Text excerpt »
◇ ◇ ◇ ◇ ◇ ◇ ◇

Polyester polyols can be prepared by polycondensation of acid and/or anhydride with at least one alcohol, e.g., polycondensation of polycarboxylic acid or anhydride and polyol. Suitable polycarboxylic acids for use in preparing polyester polyols include, e.g., aliphatic, cycloaliphatic, araliphatic, aromatic and heterocyclic polycarboxylic acids and anhydrides. Examples of such polycarboxylic acids and anhydrides include succinic acid, adipic acid, suberic acid, azelaic acid, sebacic acid, cyclohexanediacid, glutaric acid, phthalic acid, isophthalic acid, terephthalic acid, trimellitic acid, phthalic anhydride, tetrahydrophthalic anhydride, hexahydro-phthalic anhydride, tetrachlorophthalic anhydride, endomethylenetetrahydrophthalic anhydride, glutaric anhydride, maleic acid, maleic anhydride, finnaric acid, dimeric fatty acids, trimeric fatty acid, trimellitic acid, trimellitic anhydride, and combinations thereof.
Useful polyols for preparing polyester polyols include aliphatic polyols (e.g., neopentylglycol, ethylene glycol, 1,2-propanediol, 1,3-propanediol, 1,4-butanediol, 1,3-butanediol, 2,3-butanediol, 1,4-butenediol, 1,4-butynediol, 1,5-pentanediol, 1,6-hexanediol, hexenediols, hexynediols, 1,7-heptanediol, heptenediols, heptynediols, 1,8-octanediol, octenediols, and octynediols), cyclohexane dimethanol, glycerol, trimethylolpropane, pentaerythritol, sorbitol, and glucose, and mixtures thereof. Useful polyether polyols include the reaction product of polyols and polyalkylene oxides. Useful polyols for preparing polyether polyols include ethylene glycol, propylene glycol, butanediols, hexanediols, glycerols, trimethylolethane, trimethylolpropane, and pentaerythritol, and mixtures thereof. Useful alkylene oxides for preparing polyether polyols include ethylene oxide, propylene oxide and butylenes oxide and mixtures thereof
Polyisocyanate Monomer and Isocyanate-Terminated Prepolymer.
Part A may also include additional polyisocyanate monomer or isocyanate terminated prepolymer that is not radiation polymerizable to provide excess isocyanate functionality. That is, these optional ingredients do not have a radiation polymerizable functionality in their molecules. Excess isocyanate functionality is preferably present in the adhesive composition in an amount sufficient to achieve an adhesive composition that exhibits a destructive peel when tested according to the herein described Peel Adhesion Test Method. Suitable polyisocyanate monomers include the polyisocyanates set forth above and isocyanate terminated prepolymers created from isocyanate monomers and polyols set forth above and incorporated herein. Preferably, the polyisocyanate monomer is an aliphatic isocyanate; and the isocyanate-terminated prepolymer is a reaction product of an aliphatic isocyanate and a polyol.

◇ ◇ ◇ ◇ ◇ ◇ ◇

Entries shown »

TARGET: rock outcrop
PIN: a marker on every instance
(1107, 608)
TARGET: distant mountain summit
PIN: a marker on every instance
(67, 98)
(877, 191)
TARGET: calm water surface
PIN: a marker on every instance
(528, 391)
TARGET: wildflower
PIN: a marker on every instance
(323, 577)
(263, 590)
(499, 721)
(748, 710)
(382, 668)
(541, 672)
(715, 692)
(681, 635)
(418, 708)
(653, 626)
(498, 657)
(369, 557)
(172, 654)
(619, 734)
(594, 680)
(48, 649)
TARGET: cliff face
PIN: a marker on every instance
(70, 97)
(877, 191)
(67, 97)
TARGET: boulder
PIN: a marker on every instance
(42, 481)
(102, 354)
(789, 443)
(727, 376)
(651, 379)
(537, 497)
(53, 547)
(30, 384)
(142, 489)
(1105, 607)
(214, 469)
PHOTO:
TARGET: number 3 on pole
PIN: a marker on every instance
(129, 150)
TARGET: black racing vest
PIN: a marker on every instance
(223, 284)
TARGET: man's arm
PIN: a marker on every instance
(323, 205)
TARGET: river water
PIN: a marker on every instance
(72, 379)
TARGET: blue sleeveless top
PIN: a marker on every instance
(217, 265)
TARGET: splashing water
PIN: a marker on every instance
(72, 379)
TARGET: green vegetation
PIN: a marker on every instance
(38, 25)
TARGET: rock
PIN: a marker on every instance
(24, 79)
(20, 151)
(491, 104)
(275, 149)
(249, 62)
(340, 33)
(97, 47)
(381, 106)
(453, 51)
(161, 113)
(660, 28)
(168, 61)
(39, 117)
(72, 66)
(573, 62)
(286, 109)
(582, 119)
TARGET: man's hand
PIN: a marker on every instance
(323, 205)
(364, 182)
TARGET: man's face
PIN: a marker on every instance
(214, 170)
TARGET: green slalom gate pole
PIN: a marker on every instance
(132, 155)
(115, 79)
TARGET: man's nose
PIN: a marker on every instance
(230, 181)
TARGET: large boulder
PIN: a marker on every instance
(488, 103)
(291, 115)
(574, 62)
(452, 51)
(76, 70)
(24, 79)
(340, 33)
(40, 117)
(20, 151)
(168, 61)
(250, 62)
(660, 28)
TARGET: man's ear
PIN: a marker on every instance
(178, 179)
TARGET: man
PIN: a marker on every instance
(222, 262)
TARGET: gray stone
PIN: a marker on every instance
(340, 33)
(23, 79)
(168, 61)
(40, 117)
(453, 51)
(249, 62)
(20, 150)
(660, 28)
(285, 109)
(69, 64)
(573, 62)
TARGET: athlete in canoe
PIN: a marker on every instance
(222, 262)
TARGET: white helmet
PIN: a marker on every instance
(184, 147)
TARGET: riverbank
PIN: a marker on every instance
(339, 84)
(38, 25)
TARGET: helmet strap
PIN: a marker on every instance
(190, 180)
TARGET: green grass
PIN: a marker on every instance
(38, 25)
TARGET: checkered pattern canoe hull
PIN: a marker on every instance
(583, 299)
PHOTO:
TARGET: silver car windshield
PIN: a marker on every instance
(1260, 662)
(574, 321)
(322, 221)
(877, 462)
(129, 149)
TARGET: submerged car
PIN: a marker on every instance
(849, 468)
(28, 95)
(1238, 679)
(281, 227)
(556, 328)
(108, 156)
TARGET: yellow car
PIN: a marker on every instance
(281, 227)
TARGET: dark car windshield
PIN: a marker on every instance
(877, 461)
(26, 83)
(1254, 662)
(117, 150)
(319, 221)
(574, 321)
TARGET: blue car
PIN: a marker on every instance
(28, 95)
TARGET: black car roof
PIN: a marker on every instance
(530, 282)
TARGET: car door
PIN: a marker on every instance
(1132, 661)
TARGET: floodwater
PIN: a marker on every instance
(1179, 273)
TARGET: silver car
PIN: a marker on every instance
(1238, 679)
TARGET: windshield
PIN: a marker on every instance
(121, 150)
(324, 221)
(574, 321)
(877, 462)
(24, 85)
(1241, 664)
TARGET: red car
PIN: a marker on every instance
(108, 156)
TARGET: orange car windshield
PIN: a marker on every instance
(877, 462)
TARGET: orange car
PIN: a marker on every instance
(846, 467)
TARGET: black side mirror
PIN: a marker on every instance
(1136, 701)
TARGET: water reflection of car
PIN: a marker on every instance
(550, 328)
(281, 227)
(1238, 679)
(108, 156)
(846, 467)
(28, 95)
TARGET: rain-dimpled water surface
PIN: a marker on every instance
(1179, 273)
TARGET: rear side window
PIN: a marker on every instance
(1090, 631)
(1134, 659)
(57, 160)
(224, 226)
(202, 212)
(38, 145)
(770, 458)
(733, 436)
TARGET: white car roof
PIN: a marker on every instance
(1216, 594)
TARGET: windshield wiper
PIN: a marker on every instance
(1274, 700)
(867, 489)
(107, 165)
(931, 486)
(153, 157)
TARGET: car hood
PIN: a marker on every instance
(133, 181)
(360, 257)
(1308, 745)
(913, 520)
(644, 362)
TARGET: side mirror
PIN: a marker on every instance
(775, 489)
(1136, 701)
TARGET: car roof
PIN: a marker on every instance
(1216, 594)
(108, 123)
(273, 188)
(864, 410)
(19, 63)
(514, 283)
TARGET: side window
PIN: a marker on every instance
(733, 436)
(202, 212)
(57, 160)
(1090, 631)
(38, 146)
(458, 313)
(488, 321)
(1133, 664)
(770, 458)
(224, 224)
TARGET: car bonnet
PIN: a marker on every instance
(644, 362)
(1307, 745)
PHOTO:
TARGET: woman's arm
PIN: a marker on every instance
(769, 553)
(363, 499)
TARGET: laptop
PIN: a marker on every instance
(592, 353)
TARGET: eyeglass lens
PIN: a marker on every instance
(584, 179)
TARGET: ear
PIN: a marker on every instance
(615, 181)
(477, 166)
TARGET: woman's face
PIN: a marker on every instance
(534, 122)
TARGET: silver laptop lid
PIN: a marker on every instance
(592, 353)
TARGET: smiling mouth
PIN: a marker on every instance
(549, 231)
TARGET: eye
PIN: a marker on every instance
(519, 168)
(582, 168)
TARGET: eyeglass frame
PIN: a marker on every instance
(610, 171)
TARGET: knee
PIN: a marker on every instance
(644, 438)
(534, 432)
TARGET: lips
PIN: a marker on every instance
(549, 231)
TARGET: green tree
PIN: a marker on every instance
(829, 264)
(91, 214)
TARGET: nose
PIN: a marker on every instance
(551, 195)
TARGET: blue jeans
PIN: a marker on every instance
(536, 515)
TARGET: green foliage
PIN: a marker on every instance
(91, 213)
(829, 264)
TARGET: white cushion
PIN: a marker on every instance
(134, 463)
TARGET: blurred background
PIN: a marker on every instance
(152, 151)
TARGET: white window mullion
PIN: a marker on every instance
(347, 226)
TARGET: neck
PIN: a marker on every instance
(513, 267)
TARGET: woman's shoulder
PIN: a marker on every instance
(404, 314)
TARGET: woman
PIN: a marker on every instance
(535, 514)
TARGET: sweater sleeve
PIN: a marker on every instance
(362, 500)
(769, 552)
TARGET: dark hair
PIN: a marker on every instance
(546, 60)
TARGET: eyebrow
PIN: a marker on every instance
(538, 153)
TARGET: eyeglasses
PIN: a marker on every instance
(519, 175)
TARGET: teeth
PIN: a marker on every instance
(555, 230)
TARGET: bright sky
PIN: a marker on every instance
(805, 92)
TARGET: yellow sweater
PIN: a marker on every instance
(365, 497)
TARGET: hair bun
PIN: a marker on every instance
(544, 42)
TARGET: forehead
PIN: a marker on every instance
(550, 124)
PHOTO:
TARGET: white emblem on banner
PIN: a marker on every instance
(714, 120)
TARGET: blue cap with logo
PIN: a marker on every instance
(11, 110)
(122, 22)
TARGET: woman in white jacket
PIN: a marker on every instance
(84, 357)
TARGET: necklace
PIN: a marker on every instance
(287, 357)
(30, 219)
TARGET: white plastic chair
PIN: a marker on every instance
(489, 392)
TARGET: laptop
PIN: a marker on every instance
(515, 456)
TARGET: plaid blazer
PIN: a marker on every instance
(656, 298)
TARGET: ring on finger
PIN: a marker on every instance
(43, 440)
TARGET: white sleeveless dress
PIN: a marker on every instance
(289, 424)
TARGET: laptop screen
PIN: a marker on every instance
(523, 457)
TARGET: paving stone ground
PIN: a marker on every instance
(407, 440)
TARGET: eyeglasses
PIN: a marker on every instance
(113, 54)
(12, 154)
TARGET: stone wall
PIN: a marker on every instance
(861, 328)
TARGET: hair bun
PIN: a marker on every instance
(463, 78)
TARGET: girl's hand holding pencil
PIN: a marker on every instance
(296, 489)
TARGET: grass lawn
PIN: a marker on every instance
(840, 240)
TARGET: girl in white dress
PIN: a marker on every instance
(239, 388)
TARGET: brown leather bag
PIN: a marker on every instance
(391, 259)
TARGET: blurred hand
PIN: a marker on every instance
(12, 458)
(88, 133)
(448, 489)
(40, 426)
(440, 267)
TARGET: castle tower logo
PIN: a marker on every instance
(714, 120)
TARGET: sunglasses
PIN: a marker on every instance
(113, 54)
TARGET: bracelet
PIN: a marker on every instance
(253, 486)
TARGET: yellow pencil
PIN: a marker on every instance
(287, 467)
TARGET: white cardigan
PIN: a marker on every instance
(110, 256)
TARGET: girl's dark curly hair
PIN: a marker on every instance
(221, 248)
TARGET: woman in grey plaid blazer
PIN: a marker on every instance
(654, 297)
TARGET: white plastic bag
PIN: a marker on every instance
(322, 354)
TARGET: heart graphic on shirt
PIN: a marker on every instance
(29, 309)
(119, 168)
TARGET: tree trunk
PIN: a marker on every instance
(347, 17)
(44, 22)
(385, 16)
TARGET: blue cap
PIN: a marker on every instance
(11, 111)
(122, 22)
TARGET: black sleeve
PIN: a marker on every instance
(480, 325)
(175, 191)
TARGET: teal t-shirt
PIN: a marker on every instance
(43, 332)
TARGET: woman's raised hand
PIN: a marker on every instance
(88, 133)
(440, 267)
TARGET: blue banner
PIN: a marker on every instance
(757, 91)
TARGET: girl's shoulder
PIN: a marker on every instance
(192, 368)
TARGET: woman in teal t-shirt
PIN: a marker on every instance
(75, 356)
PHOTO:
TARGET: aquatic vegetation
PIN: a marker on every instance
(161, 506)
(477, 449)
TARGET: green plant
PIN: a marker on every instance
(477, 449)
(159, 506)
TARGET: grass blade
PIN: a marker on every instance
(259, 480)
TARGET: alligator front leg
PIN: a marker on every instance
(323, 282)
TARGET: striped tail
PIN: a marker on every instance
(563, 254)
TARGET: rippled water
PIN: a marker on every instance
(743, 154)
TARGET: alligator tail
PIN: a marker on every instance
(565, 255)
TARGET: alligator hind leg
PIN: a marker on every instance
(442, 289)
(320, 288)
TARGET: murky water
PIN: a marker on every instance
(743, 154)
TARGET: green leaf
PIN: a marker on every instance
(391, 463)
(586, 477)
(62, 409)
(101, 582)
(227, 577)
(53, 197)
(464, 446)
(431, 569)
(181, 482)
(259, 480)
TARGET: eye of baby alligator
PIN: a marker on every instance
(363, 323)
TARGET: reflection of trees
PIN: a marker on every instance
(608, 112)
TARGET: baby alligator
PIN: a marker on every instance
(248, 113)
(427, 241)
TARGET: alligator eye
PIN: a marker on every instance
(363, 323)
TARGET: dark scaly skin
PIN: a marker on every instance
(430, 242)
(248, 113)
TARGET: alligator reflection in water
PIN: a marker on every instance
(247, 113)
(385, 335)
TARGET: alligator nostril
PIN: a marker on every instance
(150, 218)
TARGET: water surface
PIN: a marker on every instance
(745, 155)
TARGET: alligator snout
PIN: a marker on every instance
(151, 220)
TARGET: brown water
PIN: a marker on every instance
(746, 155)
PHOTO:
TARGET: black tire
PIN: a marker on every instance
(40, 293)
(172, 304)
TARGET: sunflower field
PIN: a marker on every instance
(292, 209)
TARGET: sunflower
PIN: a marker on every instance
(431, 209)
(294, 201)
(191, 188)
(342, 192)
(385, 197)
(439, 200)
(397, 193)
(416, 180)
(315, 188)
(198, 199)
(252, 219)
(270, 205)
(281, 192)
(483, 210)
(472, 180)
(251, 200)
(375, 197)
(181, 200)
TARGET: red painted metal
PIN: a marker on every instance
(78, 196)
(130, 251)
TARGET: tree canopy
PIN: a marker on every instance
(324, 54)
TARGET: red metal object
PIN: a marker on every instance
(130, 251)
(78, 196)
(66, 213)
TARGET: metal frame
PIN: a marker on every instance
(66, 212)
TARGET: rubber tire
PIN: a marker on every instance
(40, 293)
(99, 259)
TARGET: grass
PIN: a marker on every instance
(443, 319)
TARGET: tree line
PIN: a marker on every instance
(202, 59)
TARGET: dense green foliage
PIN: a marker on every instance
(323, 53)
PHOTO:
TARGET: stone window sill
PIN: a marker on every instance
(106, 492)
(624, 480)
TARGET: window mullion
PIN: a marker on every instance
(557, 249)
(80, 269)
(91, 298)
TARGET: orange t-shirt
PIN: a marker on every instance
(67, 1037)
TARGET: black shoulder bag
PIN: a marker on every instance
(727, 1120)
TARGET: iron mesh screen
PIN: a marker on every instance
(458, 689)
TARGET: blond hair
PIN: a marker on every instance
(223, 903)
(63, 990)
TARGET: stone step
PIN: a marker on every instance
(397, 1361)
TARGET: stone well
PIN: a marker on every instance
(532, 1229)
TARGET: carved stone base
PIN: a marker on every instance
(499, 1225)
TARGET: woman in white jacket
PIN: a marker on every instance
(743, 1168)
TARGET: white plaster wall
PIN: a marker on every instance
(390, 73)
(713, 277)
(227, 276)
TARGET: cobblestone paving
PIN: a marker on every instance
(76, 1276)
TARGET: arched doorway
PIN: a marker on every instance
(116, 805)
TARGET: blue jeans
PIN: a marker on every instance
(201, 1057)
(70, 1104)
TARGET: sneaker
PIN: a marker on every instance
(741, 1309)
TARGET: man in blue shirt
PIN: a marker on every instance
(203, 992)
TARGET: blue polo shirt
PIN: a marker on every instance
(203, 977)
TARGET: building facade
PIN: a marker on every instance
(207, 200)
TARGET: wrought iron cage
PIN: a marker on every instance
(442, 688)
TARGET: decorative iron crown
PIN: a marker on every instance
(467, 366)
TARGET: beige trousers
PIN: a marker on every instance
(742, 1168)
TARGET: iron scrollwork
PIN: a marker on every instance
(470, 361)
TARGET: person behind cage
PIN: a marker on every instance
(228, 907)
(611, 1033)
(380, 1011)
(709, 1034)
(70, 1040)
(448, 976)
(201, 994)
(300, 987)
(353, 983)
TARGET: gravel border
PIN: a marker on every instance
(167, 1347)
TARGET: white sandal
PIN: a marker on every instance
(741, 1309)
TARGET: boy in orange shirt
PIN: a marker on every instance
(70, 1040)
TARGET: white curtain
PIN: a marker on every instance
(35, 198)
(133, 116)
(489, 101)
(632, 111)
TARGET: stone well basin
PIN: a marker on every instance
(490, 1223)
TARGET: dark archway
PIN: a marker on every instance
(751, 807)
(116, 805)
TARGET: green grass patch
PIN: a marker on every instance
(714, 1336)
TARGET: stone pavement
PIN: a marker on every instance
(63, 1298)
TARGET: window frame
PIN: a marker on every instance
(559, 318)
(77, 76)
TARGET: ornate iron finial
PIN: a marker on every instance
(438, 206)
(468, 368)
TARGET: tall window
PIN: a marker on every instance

◇ ◇ ◇ ◇ ◇ ◇ ◇

Directions »
**1.** Say whether each statement agrees with the adhesive composition text. Answer yes or no for each, and quote the deciding words of the text exactly. (a) Adipic acid is named as an example of a polycarboxylic acid for preparing polyester polyols. (b) The preferred polyisocyanate monomer is an aromatic isocyanate. (c) Ethylene oxide is among the useful alkylene oxides for preparing polyether polyols.
**2.** Return the passage of the adhesive composition text starting at "Part A may also" and ending at "and a polyol.", copied word for word.

Solutions by task »
**1.**
(a) Yes: "Examples of such polycarboxylic acids and anhydrides include succinic acid, adipic acid"
(b) No: "Preferably, the polyisocyanate monomer is an aliphatic isocyanate"
(c) Yes: "Useful alkylene oxides for preparing polyether polyols include ethylene oxide"

**2.**
Part A may also include additional polyisocyanate monomer or isocyanate terminated prepolymer that is not radiation polymerizable to provide excess isocyanate functionality. That is, these optional ingredients do not have a radiation polymerizable functionality in their molecules. Excess isocyanate functionality is preferably present in the adhesive composition in an amount sufficient to achieve an adhesive composition that exhibits a destructive peel when tested according to the herein described Peel Adhesion Test Method. Suitable polyisocyanate monomers include the polyisocyanates set forth above and isocyanate terminated prepolymers created from isocyanate monomers and polyols set forth above and incorporated herein. Preferably, the polyisocyanate monomer is an aliphatic isocyanate; and the isocyanate-terminated prepolymer is a reaction product of an aliphatic isocyanate and a polyol.